§ **Problem**
Rewrite only the lines from the one containing "Expected output, for every instance of the tiger" down through the last line, keeping every request line as it is. In the answers, scale each coordinate by 0.65 and round it to a whole number, with halves rounded up.

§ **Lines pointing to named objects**
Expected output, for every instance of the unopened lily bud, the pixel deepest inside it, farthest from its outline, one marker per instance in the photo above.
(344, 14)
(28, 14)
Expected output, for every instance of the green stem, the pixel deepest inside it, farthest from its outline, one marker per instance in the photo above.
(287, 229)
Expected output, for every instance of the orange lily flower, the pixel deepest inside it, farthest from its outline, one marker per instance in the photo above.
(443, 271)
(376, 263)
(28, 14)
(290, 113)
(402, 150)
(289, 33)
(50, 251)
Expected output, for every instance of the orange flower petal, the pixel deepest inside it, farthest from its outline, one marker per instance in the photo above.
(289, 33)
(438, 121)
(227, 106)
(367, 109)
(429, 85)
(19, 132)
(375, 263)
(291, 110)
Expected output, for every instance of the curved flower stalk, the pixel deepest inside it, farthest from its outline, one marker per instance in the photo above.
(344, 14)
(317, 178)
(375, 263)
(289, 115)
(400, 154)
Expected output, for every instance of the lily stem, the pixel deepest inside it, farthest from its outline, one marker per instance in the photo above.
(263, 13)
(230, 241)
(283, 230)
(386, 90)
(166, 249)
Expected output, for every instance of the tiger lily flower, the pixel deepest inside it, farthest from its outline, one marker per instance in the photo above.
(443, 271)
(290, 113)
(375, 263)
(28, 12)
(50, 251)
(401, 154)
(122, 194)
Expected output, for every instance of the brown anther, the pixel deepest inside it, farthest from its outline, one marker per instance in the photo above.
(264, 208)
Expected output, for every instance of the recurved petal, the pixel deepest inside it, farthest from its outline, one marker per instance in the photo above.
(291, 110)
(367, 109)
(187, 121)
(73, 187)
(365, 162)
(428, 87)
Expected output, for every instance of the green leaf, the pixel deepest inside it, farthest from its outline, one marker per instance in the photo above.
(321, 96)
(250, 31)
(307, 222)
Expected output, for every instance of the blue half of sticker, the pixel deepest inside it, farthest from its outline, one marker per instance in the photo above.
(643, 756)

§ **Answer below**
Expected output, for every instance of the tiger lily flower, the pixel deepest inside it, farthest from its outline, one marker per instance in the photo above.
(288, 176)
(189, 73)
(244, 171)
(18, 8)
(33, 163)
(261, 100)
(79, 126)
Expected output, for every instance of the brown anther, the pixel deepest inside it, farthest from its outline, one marker per instance in the photo above.
(172, 135)
Expected output, for every instance of the recurved petal, the pixel deepest inside it, farthest from its outline, one marker per instance in the photo above.
(189, 72)
(239, 71)
(122, 79)
(47, 122)
(237, 105)
(278, 57)
Expected output, for every instance of the green leaf, the pixel deepest inside it, farthest from its outline, one marker per instance in the photo above.
(209, 62)
(163, 20)
(200, 144)
Expected output, for every instance of the blue half of sticker, the pixel deepest inside it, farthest from its outline, one marker per instance in the photo above.
(418, 491)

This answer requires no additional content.